EXTRAIT SOURCE —
France | France, Cour d'appel de Douai, Chambre 1 section 1, 25 octobre 2010, 09/08181


COUR D'APPEL DE DOUAI



CHAMBRE 1 SECTION 1



ARRÊT DU 25/10/2010



***



N° de MINUTE :



N° RG : 09/08181

Jugement (N° 08/1569) rendu le 15 Octobre 2009

par le Tribunal de Grande Instance d'ARRAS



REF : JMP/VR





APPELANTE



Madame [G] [D]

née le [Date naissance 1] 1952 à [Localité 11] - Algérie

demeurant [Adresse 8]

[Localité 7]



représentée par la SCP COCHEME-LABADIE-COQUERELLE, avoués à la Cour

assistée de

Maître Vincent DEBLIQUIS, avocat au barreau d'ARRAS

Bénéficie d'une aide juridictionnelle Totale numéro 59178/002/09/12778 du 22/12/2009 accordée par le bureau d'aide juridictionnelle de DOUAI





INTIMÉE



L...

COUR D'APPEL DE DOUAI

CHAMBRE 1 SECTION 1

ARRÊT DU 25/10/2010

***

N° de MINUTE :

N° RG : 09/08181

Jugement (N° 08/1569) rendu le 15 Octobre 2009

par le Tribunal de Grande Instance d'ARRAS

REF : JMP/VR

APPELANTE

Madame [G] [D]

née le [Date naissance 1] 1952 à [Localité 11] - Algérie

demeurant [Adresse 8]

[Localité 7]

représentée par la SCP COCHEME-LABADIE-COQUERELLE, avoués à la Cour

assistée de Maître Vincent DEBLIQUIS, avocat au barreau d'ARRAS

Bénéficie d'une aide juridictionnelle Totale numéro 59178/002/09/12778 du 22/12/2009 accordée par le bureau d'aide juridictionnelle de DOUAI

INTIMÉE

La CANSSM - Caisse Autonome Nationale de Sécurité Sociale dans les Mines

ayant son siège social [Adresse 10]

[Localité 9]

représentée par la SCP DELEFORGE FRANCHI, avoués à la Cour

assistée de Maître CONTRAFATTO substituant Maître Didier ROBIQUET, avocat au barreau d'ARRAS

DÉBATS à l'audience publique du 09 Septembre 2010 tenue par Jean-Marc PARICHET magistrat chargé d'instruire le dossier qui, après rapport oral de l'affaire, a entendu seul les plaidoiries, les conseils des parties ne s'y étant pas opposés et qui en a rendu compte à la Cour dans son délibéré (article 786 du Code de Procédure Civile). Les parties ont été avisées à l'issue des débats que l'arrêt serait prononcé par sa mise à disposition au greffe

GREFFIER LORS DES DÉBATS : Nicole HERMANT

COMPOSITION DE LA COUR LORS DU DÉLIBÉRÉ

Evelyne MERFELD, Président de chambre

Jean-Marc PARICHET, Conseiller

Pascale METTEAU, Conseiller

ARRÊT CONTRADICTOIRE prononcé publiquement par mise à disposition au greffe le 25 Octobre 2010 (date indiquée à l'issue des débats) et signé par Evelyne MERFELD, Président et Nicole HERMANT, greffier, auquel la minute a été remise par le magistrat signataire.

CONSIGNE 1 — Dans l'extrait de l'arrêt, pourquoi Jean-Marc PARICHET a-t-il pu entendre seul les plaidoiries ?
L'extrait de l'arrêt et les lignes de données n'ont aucun lien entre eux.

DONNÉES D'ENTRÉE —
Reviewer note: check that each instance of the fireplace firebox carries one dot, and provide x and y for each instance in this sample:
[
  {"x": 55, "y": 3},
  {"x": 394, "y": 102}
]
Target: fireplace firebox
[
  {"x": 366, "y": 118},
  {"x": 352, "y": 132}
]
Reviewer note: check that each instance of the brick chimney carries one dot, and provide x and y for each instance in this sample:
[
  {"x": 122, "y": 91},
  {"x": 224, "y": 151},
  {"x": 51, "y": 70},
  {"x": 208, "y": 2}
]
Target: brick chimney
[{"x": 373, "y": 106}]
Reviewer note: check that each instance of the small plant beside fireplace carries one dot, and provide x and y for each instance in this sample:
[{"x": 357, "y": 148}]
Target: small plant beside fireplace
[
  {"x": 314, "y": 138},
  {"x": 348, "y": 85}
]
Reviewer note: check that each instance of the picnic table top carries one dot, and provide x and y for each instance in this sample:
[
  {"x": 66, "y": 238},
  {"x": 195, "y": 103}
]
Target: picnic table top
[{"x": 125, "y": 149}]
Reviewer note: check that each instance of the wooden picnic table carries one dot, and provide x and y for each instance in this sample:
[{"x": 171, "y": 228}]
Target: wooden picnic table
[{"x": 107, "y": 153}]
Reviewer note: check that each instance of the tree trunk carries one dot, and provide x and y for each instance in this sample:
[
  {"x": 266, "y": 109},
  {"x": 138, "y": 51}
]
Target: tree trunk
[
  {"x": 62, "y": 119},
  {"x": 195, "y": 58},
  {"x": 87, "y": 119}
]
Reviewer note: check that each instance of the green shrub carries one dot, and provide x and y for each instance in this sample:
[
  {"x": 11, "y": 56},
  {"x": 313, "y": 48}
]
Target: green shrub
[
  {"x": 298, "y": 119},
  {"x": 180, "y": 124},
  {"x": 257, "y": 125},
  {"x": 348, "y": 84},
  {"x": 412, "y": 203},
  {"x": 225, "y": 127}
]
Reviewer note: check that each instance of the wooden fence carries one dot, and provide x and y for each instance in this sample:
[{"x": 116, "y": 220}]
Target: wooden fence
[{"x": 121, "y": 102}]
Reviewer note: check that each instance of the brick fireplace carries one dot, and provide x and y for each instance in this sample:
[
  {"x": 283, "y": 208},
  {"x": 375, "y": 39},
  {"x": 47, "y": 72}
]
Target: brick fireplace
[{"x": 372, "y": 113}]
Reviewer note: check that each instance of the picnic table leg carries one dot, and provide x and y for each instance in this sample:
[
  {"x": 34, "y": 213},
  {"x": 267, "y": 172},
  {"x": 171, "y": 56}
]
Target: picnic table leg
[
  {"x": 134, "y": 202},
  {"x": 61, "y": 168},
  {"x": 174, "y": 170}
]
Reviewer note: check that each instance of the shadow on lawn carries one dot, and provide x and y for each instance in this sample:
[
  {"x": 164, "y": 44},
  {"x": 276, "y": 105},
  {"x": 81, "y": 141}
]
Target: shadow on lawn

CONSIGNE 2 — Recopiez les lignes de données comprises entre la ligne contenant "Reviewer note: check that each instance of the picnic table leg" et la fin des données, ces deux bornes incluses, sans en omettre aucune. Multipliez par 0,55 chaque coordonnée x et y donnée en réponse, en arrondissant à l'entier le plus proche (les demis vers le haut), et laissez tout le reste inchangé.

CORRIGÉ 1 — Il a pu entendre seul les plaidoiries parce que les conseils des parties ne s'y sont pas opposés.

CORRIGÉ 2 —
Reviewer note: check that each instance of the picnic table leg carries one dot, and provide x and y for each instance in this sample:
[
  {"x": 34, "y": 213},
  {"x": 267, "y": 172},
  {"x": 171, "y": 56}
]
Target: picnic table leg
[
  {"x": 74, "y": 111},
  {"x": 34, "y": 92},
  {"x": 96, "y": 94}
]
Reviewer note: check that each instance of the shadow on lawn carries one dot, and provide x and y for each instance in this sample:
[
  {"x": 164, "y": 44},
  {"x": 276, "y": 105},
  {"x": 81, "y": 141}
]
Target: shadow on lawn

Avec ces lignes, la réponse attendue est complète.